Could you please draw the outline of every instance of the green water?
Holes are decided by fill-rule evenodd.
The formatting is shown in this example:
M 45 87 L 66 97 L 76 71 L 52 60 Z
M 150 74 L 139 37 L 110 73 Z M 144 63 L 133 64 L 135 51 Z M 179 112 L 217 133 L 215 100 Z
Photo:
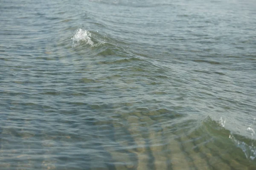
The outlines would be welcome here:
M 256 169 L 254 1 L 0 4 L 0 170 Z

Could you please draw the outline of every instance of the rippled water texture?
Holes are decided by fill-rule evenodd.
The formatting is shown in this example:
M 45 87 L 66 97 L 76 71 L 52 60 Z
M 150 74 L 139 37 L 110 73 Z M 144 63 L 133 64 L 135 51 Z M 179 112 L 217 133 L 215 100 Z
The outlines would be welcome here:
M 0 170 L 256 169 L 256 3 L 0 2 Z

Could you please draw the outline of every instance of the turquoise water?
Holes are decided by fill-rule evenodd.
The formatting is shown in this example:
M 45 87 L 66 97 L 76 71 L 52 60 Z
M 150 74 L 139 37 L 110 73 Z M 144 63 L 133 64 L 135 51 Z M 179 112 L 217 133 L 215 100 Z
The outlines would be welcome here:
M 256 169 L 256 3 L 0 1 L 0 170 Z

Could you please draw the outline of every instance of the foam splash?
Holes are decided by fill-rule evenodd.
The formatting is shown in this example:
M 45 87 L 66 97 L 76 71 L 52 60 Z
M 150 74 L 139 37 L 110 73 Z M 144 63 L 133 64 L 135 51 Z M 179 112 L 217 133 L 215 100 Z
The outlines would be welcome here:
----------
What to produce → Switch "evenodd" to "nonzero" wherever it occurs in the material above, and reproduce all of the material with nothing else changed. Leave the picture out.

Answer for the task →
Could you please draw the outline of every instance of the green water?
Holes are decided by fill-rule nonzero.
The formatting is shown in this example:
M 45 87 L 66 97 L 76 71 L 52 60 Z
M 150 74 L 139 37 L 110 73 Z M 144 63 L 133 64 L 135 51 Z M 179 112 L 217 133 L 215 100 Z
Photo:
The outlines would be welcome here:
M 256 169 L 254 1 L 0 4 L 0 170 Z

Could you please draw the outline of every instance of the rippled water texture?
Holes are decided by fill-rule nonzero.
The formatting is shown in this example:
M 45 87 L 66 97 L 76 71 L 52 60 Z
M 150 74 L 139 37 L 110 73 Z M 144 63 L 133 64 L 135 51 Z M 179 112 L 217 133 L 215 100 Z
The outlines would be welcome here:
M 0 170 L 256 169 L 256 3 L 0 2 Z

Could you please draw the outline of every instance of the turquoise water?
Holes are decided by fill-rule nonzero.
The formatting is shown in this example:
M 45 87 L 66 97 L 76 71 L 52 60 Z
M 150 74 L 139 37 L 110 73 Z M 144 63 L 133 64 L 135 51 Z M 179 112 L 217 133 L 215 100 Z
The outlines would be welcome here:
M 256 169 L 256 3 L 0 1 L 0 170 Z

Could you please draw the outline of every instance of the foam splash?
Holes are decided by fill-rule nonzero.
The formatting is shown in this example:
M 45 87 L 66 97 L 76 71 L 52 60 Z
M 150 74 L 139 37 L 110 73 Z M 144 63 L 133 64 L 135 51 Z M 179 112 L 217 133 L 215 100 Z
The outlines would be welcome here:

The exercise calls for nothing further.